▶ _Source_

★ ★ ★ ★ ★ ★ ★

Databases 17 min read

HBase Architecture Components and Operational Overview

This article provides a comprehensive overview of HBase's architecture, detailing the roles of RegionServers, HMaster, ZooKeeper, Regions, the META table, write and read paths, compaction processes, region splitting, load balancing, HDFS replication, crash recovery, and the system's advantages and challenges.

Architecture Digest

Apr 28, 2018

HBase Architecture Components

From a physical standpoint, HBase follows a master‑slave architecture consisting of three server types: RegionServers handle data reads and writes and communicate directly with clients; the HBase Master (HMaster) manages region assignment and DDL operations; ZooKeeper, part of HDFS, maintains cluster state and coordinates servers.

Regions

HBase tables are horizontally split into Regions based on rowkey ranges; each Region contains rows between a start key and an end key. RegionServers host these Regions, typically serving about 1,000 Regions each.

HBase HMaster

The HMaster coordinates RegionServers, assigns Regions at startup, re‑balances load, monitors RegionServer health via ZooKeeper, and provides administrative APIs for creating, deleting, and updating tables.

ZooKeeper: The Coordinator

ZooKeeper acts as a distributed coordination service, maintaining an active list of servers, providing failure notifications, and using consensus to ensure a single active HMaster among three to five ZooKeeper nodes.

How the Components Work Together

RegionServers and the active HMaster maintain sessions with ZooKeeper via heartbeat‑driven temporary nodes. The HMaster watches these nodes to discover available RegionServers and to detect failures, while ZooKeeper elects the first HMaster to become the sole active master.

Base First Read or Write

HBase stores region location metadata in a special META table; ZooKeeper holds the META table’s location. On the first client read/write, the client obtains the META location from ZooKeeper, queries META to find the target RegionServer, caches this information, and then accesses the RegionServer for the actual data.

HBase META Table

The META table records every Region in the cluster, acting like a B‑tree where the key is the region start key and region ID, and the value points to the hosting RegionServer.

★ ★ ★ ★ ★ ★ ★

▶ _Supplied material_
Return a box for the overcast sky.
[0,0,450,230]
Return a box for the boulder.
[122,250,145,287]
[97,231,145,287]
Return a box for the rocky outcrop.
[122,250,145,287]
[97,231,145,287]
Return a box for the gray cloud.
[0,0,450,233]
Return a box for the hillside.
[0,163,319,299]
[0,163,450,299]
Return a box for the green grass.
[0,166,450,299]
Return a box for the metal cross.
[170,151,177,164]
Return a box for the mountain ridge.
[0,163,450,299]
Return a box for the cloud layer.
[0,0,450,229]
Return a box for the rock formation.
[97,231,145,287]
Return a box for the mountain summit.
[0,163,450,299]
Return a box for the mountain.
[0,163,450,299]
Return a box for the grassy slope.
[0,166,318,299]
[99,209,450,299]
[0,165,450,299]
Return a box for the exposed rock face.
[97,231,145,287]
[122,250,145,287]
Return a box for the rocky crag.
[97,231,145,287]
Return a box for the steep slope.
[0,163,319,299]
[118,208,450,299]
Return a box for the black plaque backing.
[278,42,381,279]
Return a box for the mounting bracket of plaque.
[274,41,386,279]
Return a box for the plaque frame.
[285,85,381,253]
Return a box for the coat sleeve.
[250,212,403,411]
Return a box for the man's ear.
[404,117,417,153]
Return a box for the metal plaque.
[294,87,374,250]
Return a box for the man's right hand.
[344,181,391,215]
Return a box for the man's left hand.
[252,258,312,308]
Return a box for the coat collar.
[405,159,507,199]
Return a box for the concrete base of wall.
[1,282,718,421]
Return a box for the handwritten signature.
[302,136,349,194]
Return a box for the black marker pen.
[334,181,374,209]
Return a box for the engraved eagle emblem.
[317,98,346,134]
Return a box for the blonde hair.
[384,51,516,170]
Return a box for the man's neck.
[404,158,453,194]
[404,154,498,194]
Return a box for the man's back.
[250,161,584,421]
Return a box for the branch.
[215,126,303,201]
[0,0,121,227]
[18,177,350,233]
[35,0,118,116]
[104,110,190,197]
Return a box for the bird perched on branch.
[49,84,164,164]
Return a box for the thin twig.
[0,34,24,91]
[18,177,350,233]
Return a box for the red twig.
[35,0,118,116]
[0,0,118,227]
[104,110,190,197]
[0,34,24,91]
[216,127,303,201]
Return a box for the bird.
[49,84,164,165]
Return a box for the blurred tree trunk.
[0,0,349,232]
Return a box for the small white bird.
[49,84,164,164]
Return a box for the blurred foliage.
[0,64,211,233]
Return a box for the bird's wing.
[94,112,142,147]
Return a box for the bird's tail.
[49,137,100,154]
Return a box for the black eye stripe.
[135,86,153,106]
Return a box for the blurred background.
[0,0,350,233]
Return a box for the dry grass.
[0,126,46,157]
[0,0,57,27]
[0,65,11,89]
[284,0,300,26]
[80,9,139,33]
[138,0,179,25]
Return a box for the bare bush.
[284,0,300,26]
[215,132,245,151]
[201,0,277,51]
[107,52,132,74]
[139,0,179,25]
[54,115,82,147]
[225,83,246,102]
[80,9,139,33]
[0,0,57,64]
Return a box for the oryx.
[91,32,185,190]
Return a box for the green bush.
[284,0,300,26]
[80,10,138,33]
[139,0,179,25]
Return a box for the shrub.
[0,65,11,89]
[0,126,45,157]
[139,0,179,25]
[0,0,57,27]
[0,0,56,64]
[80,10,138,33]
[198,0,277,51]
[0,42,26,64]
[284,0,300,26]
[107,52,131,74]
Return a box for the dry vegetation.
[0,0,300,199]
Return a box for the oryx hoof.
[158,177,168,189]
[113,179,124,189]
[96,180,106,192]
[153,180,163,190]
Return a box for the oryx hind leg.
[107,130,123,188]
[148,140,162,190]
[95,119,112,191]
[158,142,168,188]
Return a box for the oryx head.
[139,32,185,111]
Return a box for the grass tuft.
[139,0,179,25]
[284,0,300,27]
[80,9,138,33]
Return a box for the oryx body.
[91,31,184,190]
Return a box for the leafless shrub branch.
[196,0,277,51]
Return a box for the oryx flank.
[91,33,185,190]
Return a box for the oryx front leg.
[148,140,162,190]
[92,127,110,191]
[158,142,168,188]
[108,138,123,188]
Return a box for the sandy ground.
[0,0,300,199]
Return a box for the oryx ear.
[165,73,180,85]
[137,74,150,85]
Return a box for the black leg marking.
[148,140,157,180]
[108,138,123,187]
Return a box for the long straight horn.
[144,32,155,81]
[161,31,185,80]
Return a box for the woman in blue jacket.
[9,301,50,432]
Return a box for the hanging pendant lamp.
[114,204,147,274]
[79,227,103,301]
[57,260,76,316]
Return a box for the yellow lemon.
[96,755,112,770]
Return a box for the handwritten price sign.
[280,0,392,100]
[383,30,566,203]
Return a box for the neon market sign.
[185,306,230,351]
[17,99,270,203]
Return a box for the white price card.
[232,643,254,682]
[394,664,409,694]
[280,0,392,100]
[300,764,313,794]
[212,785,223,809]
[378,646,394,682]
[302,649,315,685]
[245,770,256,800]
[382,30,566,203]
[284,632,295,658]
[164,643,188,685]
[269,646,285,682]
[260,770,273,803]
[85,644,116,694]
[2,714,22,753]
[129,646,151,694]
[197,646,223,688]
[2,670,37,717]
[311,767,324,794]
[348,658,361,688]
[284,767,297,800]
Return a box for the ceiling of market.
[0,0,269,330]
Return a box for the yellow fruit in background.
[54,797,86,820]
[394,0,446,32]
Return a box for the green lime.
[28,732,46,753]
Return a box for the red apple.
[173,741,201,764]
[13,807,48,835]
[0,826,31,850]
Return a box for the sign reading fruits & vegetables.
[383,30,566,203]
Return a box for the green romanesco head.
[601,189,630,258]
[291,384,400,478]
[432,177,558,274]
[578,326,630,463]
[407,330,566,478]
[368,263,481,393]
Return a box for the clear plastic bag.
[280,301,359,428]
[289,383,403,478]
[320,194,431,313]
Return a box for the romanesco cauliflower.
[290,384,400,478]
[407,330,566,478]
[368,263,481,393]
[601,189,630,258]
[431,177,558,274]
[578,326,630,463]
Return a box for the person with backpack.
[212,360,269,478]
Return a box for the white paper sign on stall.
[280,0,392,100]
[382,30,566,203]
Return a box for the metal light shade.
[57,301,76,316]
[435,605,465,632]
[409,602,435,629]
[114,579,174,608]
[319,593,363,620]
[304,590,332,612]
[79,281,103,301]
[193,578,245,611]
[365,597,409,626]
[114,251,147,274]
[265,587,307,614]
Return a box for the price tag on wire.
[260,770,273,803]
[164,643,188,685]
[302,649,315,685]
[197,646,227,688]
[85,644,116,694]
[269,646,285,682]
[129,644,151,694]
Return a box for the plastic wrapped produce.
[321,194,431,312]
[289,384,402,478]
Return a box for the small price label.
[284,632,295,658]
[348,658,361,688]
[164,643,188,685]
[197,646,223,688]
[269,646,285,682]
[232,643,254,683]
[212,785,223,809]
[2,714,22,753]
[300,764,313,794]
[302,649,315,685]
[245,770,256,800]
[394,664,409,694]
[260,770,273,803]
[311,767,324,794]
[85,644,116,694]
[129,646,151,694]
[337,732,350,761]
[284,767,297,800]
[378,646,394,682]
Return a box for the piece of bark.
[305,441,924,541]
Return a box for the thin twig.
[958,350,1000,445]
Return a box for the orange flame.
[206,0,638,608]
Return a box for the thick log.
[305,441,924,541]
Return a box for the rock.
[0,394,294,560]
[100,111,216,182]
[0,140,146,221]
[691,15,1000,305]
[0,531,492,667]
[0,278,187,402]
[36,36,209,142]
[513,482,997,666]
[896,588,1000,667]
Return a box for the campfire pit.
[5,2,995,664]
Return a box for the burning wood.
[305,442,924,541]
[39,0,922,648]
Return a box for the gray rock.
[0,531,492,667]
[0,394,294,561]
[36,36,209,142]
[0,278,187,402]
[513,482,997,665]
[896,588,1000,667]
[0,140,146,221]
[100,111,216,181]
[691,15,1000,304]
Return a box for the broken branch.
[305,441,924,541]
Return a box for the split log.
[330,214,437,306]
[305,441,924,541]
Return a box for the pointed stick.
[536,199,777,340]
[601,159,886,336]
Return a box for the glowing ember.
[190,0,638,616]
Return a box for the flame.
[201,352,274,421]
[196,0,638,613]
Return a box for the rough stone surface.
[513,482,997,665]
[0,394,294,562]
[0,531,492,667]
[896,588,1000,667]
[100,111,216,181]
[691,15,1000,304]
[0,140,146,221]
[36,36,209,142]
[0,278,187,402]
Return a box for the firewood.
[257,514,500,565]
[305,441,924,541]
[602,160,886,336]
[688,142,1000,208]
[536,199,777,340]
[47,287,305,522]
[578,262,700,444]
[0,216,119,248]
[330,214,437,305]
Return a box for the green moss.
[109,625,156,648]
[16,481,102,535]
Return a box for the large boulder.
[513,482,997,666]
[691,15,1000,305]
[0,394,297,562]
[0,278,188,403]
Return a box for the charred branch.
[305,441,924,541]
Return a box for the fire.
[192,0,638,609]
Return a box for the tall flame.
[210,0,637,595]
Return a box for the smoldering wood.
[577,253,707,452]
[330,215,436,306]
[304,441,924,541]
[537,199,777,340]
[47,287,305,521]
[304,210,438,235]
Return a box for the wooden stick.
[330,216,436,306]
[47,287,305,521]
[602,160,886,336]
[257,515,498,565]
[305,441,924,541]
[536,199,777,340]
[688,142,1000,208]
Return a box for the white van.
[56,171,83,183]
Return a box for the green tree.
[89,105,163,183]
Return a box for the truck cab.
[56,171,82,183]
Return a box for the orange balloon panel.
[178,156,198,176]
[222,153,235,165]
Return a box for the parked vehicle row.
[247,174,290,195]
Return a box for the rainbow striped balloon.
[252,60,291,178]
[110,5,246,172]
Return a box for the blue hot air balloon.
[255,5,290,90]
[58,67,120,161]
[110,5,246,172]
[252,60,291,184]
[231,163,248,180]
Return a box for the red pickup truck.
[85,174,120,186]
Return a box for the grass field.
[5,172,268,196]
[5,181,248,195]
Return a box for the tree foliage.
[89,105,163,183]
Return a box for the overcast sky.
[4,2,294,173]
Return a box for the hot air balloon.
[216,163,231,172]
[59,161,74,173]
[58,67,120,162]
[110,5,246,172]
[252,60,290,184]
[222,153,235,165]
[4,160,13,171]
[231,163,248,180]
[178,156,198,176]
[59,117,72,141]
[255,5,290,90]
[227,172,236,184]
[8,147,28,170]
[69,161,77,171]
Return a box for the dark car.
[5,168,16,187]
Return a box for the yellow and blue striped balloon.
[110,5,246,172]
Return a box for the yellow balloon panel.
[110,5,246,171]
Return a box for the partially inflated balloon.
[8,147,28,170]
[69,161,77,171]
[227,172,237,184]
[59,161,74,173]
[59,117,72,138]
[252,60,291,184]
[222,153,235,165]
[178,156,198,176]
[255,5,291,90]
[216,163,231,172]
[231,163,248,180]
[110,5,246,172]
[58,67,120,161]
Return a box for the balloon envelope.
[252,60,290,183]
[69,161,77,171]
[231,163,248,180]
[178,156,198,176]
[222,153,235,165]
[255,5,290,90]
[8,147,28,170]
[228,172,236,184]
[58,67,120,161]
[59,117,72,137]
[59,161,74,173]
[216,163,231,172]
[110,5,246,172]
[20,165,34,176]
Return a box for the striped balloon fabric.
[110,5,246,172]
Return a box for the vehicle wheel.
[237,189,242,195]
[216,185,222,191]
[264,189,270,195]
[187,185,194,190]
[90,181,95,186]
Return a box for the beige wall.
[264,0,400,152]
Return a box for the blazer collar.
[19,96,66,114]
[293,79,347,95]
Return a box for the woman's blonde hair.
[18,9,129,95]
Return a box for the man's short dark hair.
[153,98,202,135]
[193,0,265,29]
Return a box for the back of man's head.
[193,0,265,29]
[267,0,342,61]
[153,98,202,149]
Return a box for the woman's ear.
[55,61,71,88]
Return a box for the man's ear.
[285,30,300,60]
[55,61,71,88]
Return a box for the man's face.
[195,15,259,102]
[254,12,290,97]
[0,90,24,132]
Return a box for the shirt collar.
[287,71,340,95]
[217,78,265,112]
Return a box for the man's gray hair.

★ ★ ★ ★ ★ ★ ★

▶ _Given instruction 1_
Answer the following from the HBase architecture overview:
(a) About how many Regions does a single RegionServer typically serve?
(b) Among how many ZooKeeper nodes is a single active HMaster ensured?
(c) What two items form the key in the META table?
▶ _Given instruction 2_
Extend the HBase architecture overview, picking up after its final sentence.
The lines above have no connection to the HBase architecture overview.

▶ _Written answer 1_
(a) About 1,000 Regions.
(b) Three to five ZooKeeper nodes.
(c) The region start key and the region ID.

▶ _Written answer 2_
Region Server Components

Each RegionServer runs on an HDFS DataNode and includes: (1) WAL – a write‑ahead log stored on the distributed file system for crash recovery; (2) BlockCache – an in‑memory read cache that evicts least‑recently‑used blocks when full; (3) MemStore – an in‑memory write buffer per column family that sorts data before flushing; (4) HFiles – sorted on‑disk files storing Key/Value pairs.

HBase Write Steps (1)

When a client issues a Put, the data is first appended to the WAL on disk, ensuring durability in case of server failure.

HBase Write Steps (2)

After WAL persistence, the data is written to MemStore; the client receives an acknowledgment once the MemStore entry is created.

HBase MemStore

MemStore sorts updates into KeyValues in memory, mirroring the on‑disk representation used by HFiles; each column family has a single MemStore.

HBase Region Flush

When a MemStore accumulates enough data, its sorted KeyValue collection is flushed to HDFS as a new HFile. Each column family may have multiple HFiles, and the flush process also records the highest sequence number for recovery purposes.

HBase HFile

HFiles store sorted Key/Value pairs; when MemStore flushes, the entire sorted set is written sequentially to a new HFile, which provides high write throughput by avoiding random disk seeks.

HBase HFile Structure

HFiles contain a multi‑level index similar to a B+‑tree: keys are stored in ascending order; a block index maps RowKeys to 64 KB data blocks; each block has its own leaf index; intermediate indexes point to leaf blocks; the root index points to intermediate indexes. A trailer at the file end stores metadata, Bloom filters, and time‑range information to skip irrelevant files during reads.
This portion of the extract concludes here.